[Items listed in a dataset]
::::::::
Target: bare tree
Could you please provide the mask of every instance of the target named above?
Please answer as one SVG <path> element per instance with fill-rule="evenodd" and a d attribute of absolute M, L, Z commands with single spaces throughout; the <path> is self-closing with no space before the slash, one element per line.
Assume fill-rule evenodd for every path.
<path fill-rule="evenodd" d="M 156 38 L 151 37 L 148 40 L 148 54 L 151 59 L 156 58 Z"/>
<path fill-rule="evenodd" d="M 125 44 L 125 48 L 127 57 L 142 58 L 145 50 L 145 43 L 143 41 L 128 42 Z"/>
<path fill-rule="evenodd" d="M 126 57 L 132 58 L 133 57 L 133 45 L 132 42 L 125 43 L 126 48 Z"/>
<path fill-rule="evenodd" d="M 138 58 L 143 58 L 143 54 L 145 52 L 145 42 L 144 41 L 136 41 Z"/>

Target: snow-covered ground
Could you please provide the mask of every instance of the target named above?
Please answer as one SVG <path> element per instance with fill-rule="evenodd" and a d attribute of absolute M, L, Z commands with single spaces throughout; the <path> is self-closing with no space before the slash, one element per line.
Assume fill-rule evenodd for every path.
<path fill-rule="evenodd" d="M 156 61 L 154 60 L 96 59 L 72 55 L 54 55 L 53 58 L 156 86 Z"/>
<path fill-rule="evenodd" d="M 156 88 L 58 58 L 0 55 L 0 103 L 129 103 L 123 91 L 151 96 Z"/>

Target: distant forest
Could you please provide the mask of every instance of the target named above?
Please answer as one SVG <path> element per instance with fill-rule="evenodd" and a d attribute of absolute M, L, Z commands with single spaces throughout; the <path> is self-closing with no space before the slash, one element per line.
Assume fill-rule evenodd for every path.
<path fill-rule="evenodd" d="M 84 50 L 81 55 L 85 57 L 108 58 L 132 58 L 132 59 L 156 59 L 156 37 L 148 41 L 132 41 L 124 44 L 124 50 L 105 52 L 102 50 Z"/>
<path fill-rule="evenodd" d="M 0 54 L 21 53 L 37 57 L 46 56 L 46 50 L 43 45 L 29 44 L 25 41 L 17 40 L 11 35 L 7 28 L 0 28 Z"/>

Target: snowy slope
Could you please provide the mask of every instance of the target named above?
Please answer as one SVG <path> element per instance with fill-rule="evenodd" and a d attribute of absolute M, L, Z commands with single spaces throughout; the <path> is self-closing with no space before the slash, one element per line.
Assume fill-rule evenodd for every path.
::::::::
▶ _What is being asked_
Recopy the entries above exactly, with every line included.

▶ _Task output_
Target: bare tree
Could you please provide the mask of every instance of the target named above?
Please answer as one SVG <path> element per instance with fill-rule="evenodd" and a d attribute of absolute M, L, Z commands with single spaces throughout; the <path> is self-closing with no space before the slash, one element per line.
Assume fill-rule evenodd for every path.
<path fill-rule="evenodd" d="M 156 38 L 151 37 L 148 40 L 148 54 L 151 59 L 156 58 Z"/>
<path fill-rule="evenodd" d="M 125 44 L 125 48 L 127 57 L 142 58 L 145 50 L 145 43 L 143 41 L 128 42 Z"/>
<path fill-rule="evenodd" d="M 126 57 L 132 58 L 133 57 L 133 45 L 132 42 L 125 43 L 126 48 Z"/>
<path fill-rule="evenodd" d="M 138 58 L 143 58 L 143 54 L 145 52 L 145 42 L 144 41 L 136 41 Z"/>

Target: snow-covered ground
Could you please provide the mask of every instance of the target named above?
Please answer as one SVG <path> element per instance with fill-rule="evenodd" and a d attribute of absolute M, L, Z commands with single spaces throughout; the <path> is self-closing with no space before the slash, one element per line.
Assume fill-rule evenodd for every path.
<path fill-rule="evenodd" d="M 156 61 L 154 60 L 96 59 L 72 55 L 54 55 L 53 58 L 156 86 Z"/>
<path fill-rule="evenodd" d="M 156 88 L 58 58 L 0 55 L 0 103 L 129 103 L 123 91 L 151 96 Z"/>

Target: distant forest
Could you please provide the mask of every instance of the target named above?
Please answer as one SVG <path> element per instance with fill-rule="evenodd" and a d attribute of absolute M, L, Z commands with single spaces throughout; the <path> is self-closing with no space before the slash, one element per line.
Assume fill-rule evenodd for every path.
<path fill-rule="evenodd" d="M 84 50 L 81 55 L 85 57 L 108 58 L 132 58 L 132 59 L 156 59 L 156 37 L 148 41 L 132 41 L 124 44 L 124 50 L 105 52 L 102 50 Z"/>
<path fill-rule="evenodd" d="M 0 54 L 21 53 L 37 57 L 46 56 L 46 50 L 43 45 L 29 44 L 25 41 L 17 40 L 11 35 L 7 28 L 0 28 Z"/>

Target: snowy slope
Could you please provide the mask of every instance of the target named above?
Please answer as one SVG <path> element per instance with fill-rule="evenodd" and a d attribute of absolute M, L, Z commands with single spaces throughout; the <path> is self-closing with no space before the slash, one element per line.
Assume fill-rule evenodd for every path.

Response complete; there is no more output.